### REQUIRED WORK
Below are the records; give the number of lines in them that include the word "Target", and nothing more.

### INFORMATION
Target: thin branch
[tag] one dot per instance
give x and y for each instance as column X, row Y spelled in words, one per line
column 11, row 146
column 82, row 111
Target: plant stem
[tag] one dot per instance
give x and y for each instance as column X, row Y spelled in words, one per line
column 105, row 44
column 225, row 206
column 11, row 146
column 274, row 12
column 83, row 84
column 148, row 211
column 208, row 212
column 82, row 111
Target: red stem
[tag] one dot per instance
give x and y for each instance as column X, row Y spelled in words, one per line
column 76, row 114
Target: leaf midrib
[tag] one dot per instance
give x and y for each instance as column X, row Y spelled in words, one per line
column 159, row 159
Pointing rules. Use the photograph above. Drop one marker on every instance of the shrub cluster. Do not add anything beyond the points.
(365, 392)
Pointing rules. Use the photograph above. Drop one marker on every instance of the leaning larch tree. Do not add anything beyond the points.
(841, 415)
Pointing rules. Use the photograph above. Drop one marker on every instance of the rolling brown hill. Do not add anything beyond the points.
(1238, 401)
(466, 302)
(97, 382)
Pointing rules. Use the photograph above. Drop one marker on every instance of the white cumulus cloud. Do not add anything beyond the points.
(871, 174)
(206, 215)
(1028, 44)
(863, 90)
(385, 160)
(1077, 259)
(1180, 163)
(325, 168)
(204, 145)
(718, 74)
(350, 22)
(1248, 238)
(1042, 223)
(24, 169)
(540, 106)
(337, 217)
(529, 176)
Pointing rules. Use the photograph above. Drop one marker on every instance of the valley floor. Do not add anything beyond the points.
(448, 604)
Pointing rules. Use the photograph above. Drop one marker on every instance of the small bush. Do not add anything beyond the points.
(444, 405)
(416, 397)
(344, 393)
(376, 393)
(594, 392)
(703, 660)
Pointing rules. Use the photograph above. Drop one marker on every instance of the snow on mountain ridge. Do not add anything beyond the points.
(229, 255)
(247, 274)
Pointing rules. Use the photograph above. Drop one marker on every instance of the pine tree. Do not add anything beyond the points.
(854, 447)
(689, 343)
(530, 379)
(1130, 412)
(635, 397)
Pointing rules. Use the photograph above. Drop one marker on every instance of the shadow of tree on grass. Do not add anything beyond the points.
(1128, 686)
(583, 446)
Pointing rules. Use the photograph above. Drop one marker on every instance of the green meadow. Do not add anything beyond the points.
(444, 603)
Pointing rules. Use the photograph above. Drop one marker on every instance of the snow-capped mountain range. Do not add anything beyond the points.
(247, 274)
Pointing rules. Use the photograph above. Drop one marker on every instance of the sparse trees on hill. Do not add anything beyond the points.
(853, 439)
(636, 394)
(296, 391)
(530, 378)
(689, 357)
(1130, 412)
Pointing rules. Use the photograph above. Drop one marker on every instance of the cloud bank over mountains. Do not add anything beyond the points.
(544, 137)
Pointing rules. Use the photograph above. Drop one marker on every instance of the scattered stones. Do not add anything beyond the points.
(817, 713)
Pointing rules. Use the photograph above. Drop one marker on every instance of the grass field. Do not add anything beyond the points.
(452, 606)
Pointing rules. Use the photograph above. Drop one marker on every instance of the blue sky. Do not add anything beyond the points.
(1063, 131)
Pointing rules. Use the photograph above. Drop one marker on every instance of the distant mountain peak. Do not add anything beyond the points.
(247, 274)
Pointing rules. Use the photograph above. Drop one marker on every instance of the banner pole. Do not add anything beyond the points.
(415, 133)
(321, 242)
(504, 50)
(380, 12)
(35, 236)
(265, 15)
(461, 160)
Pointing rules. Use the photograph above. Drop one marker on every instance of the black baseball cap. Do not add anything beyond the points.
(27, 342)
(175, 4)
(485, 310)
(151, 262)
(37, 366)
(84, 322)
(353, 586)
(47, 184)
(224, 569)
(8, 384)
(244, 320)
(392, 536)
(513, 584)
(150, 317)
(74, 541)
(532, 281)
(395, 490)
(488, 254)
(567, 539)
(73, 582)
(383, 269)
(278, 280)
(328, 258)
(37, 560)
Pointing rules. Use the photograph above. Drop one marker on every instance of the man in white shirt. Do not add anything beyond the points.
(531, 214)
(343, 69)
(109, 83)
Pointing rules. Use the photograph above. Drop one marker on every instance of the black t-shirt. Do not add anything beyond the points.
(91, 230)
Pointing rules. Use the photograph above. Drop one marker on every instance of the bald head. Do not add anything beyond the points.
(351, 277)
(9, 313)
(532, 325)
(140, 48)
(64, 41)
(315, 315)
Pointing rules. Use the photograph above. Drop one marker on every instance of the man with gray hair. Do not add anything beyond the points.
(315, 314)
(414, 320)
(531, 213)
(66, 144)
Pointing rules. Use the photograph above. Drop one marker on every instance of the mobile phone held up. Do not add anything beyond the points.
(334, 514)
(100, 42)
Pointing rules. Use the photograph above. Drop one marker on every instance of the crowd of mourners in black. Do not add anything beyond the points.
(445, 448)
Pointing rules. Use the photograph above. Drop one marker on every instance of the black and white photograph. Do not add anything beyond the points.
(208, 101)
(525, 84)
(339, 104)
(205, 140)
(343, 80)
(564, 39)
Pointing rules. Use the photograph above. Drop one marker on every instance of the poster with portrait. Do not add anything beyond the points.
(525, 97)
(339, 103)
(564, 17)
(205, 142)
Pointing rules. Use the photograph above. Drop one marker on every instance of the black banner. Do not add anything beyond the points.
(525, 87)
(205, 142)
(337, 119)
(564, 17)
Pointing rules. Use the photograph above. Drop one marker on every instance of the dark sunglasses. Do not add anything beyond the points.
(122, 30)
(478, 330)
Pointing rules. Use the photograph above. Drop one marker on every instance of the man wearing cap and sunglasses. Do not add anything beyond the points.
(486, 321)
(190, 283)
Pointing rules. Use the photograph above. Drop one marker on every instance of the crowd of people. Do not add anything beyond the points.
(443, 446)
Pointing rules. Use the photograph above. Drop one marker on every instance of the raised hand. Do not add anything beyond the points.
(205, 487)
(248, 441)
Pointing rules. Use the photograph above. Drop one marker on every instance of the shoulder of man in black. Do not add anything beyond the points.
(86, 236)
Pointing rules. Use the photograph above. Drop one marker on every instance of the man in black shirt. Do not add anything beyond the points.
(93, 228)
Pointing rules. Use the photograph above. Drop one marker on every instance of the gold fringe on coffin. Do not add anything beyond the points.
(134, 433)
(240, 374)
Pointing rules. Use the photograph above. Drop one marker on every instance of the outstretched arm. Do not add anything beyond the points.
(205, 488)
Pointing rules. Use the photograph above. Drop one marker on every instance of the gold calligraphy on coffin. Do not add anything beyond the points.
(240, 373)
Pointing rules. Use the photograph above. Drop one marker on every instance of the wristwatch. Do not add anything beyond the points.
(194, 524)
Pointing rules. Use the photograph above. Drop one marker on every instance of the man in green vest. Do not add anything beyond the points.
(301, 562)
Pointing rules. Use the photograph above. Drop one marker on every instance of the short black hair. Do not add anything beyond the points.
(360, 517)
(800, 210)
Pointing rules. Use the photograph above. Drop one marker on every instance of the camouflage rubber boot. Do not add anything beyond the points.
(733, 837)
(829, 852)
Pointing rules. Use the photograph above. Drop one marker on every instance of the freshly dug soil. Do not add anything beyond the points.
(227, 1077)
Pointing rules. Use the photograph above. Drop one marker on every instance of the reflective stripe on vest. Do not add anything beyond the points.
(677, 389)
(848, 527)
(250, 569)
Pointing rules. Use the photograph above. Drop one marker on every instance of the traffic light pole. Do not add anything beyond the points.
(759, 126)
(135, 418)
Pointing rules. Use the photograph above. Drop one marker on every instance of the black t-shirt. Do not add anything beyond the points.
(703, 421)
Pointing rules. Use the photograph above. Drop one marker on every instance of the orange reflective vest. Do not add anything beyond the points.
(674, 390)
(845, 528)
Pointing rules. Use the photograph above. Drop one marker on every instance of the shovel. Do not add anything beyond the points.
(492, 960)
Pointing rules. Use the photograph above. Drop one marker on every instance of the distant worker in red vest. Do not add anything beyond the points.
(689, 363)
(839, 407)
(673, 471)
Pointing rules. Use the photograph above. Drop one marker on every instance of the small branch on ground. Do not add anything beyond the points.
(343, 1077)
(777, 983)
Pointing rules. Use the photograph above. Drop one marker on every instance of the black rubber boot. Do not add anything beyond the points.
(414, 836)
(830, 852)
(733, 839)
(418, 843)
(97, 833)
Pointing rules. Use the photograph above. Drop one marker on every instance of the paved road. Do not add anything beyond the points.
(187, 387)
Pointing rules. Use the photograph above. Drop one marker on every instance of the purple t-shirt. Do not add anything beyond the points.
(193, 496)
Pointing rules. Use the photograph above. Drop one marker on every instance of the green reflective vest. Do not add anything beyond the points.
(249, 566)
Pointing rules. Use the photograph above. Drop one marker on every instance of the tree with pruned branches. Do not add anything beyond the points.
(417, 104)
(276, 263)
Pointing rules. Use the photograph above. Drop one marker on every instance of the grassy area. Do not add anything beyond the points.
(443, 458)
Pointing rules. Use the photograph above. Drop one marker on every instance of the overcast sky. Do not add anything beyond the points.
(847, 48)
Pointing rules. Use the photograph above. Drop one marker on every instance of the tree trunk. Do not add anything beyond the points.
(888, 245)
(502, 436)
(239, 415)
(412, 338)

### TASK SOLUTION
4